◆ Task prompt
Please write out every line of the items below word for word, leaving out the pictures.

Records
## Start

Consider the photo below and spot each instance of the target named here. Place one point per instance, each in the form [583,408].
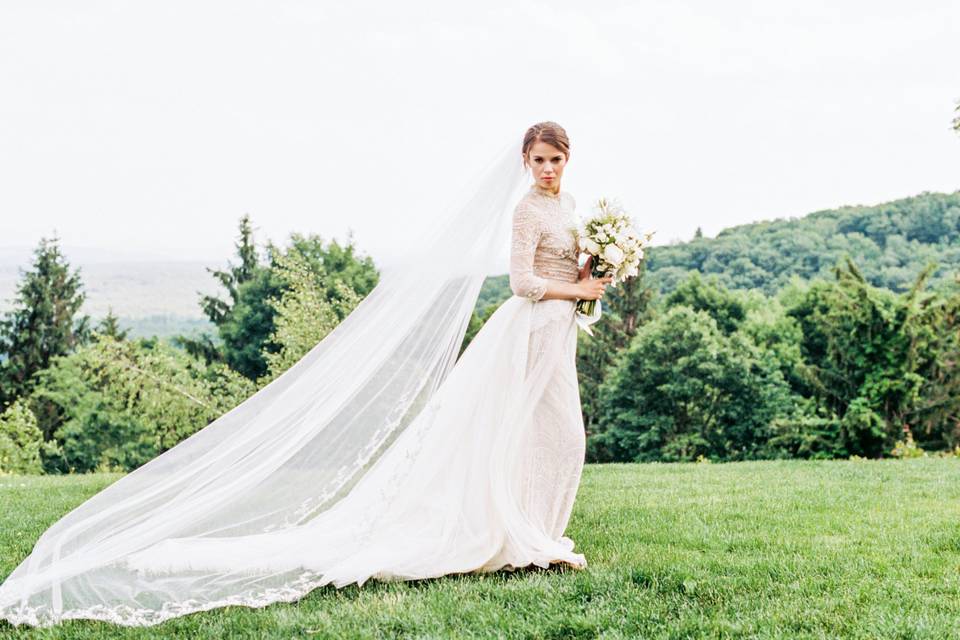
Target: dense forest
[892,243]
[833,335]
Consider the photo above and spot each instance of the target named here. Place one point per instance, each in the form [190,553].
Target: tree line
[826,363]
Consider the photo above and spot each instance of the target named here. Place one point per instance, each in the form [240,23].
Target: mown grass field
[774,549]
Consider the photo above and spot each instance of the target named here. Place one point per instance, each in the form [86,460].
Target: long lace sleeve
[523,245]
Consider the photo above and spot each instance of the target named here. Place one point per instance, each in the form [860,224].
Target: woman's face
[546,162]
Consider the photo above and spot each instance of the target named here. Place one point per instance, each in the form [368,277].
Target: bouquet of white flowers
[616,247]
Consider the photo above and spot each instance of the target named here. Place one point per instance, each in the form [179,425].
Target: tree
[305,313]
[220,311]
[20,440]
[245,322]
[709,296]
[881,363]
[121,403]
[626,307]
[683,388]
[41,325]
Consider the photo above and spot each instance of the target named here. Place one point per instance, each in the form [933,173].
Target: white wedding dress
[482,477]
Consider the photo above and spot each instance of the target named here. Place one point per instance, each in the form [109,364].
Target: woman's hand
[585,269]
[591,288]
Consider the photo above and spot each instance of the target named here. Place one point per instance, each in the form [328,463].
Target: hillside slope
[890,243]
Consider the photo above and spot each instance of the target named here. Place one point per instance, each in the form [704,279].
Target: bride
[373,456]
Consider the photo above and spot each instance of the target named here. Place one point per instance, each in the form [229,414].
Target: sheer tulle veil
[293,449]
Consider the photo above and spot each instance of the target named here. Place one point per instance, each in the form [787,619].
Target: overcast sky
[149,128]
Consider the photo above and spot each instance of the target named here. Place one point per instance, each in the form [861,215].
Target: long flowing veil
[293,449]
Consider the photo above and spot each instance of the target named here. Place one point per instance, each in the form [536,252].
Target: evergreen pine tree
[41,325]
[626,307]
[219,311]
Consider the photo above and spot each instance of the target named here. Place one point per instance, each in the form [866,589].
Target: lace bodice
[543,243]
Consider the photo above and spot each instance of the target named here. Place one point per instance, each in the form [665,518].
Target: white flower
[613,254]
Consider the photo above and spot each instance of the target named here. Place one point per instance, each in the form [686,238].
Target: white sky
[149,128]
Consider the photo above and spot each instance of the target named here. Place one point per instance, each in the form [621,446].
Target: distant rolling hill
[889,242]
[150,298]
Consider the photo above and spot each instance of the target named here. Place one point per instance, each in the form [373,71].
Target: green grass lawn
[775,549]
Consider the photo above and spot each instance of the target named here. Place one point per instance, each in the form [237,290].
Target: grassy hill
[773,549]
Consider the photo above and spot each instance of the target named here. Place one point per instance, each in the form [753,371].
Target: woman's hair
[549,132]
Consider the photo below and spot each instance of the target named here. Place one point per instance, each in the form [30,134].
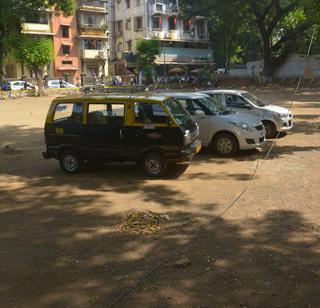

## End

◆ Right answer
Consider the photo below and spot each instance of the target named here. Place one point per instance, each in the form [583,408].
Target: dense forest
[892,243]
[833,335]
Consider the photo above and spot each instance of the target named here. Place one point per instance, each in the form [190,553].
Target: tree line
[826,363]
Consider the photo above and spot each instance of the target named here. Place one point per instance, each in the form [240,23].
Target: mown grass field
[774,549]
Consider the photo above and spot each instance of the target named here. Place one point per instance, each in the form [86,460].
Target: long lace sleeve
[523,245]
Consider the photo above and spot each instance of the target named here. Place one point per instance, each in the form [860,224].
Target: woman's face
[546,162]
Consider the photo above and spot each instance of the target named here. Place one point per instance, each in the form [368,277].
Target: bouquet of white flowers
[616,247]
Consider the photo above and spot each instance of the target named here. Place one point per instance, each in the form [179,425].
Target: tree
[305,313]
[220,311]
[20,440]
[245,322]
[709,296]
[881,363]
[121,403]
[626,307]
[683,388]
[41,325]
Consider the photo above and spot each instance of the target named here. Place one point per instance, each in the form [933,173].
Target: white wedding dress
[482,477]
Consider the photo above and spot each instance of the target named here. Place one point per instance, each in the form [109,364].
Target: woman's hand
[585,269]
[591,288]
Consider the photo above and spot each instance of the target named here. Place one point per instance, each in the form [328,463].
Target: hillside slope
[890,243]
Consider the photo above and spot each instance of the target named here. Place one point per instance, each in the form [704,279].
Target: bride
[373,456]
Consider the photo above and spot each instance of the target named here. Place one point per instance, each in the form [229,414].
Target: sheer tulle veil
[293,449]
Consider the photo above and spot each instance of the target named here. Place one point per instance, each in the form [787,619].
Target: overcast sky
[149,128]
Consider the photo above and spot each instance of the target named here. Place one point per instance, each in the form [861,215].
Target: long flowing veil
[293,449]
Consider the photo above and spot each instance of the target named here. Place one point per instance, each in the form [536,252].
Target: evergreen pine tree
[41,325]
[626,307]
[219,311]
Consider the photo above and spot each instance of the target named here. Place one point per instance, each in the form [866,589].
Target: lace bodice
[543,243]
Consider the photo above and spot each instance of the target named here. Place one point per instance, each in the form [665,518].
Target: white flower
[613,254]
Consider the photo above and spot each instance of the target named here. Place one point per instance, each in the form [686,238].
Target: white sky
[149,128]
Consider the photo above and spot each instance of the target named here. Place one point per instance, each in the form [621,446].
Target: distant rolling hill
[889,242]
[150,298]
Consider the photo above and spot each instance of the target named here. Place one point per instance, each in the form [373,71].
Target: green grass lawn
[775,549]
Consider the photo above and spot each instance of the target named here. Place one point per instance, each in the form [237,290].
Target: grassy hill
[773,549]
Consider the photo above and spot each instance of the target named here. Place one point per instance, each in the form [753,371].
Target: woman's hair
[549,132]
Consider the photo below and spot each instance of the target named here. Place one point per instance, each in the form [30,134].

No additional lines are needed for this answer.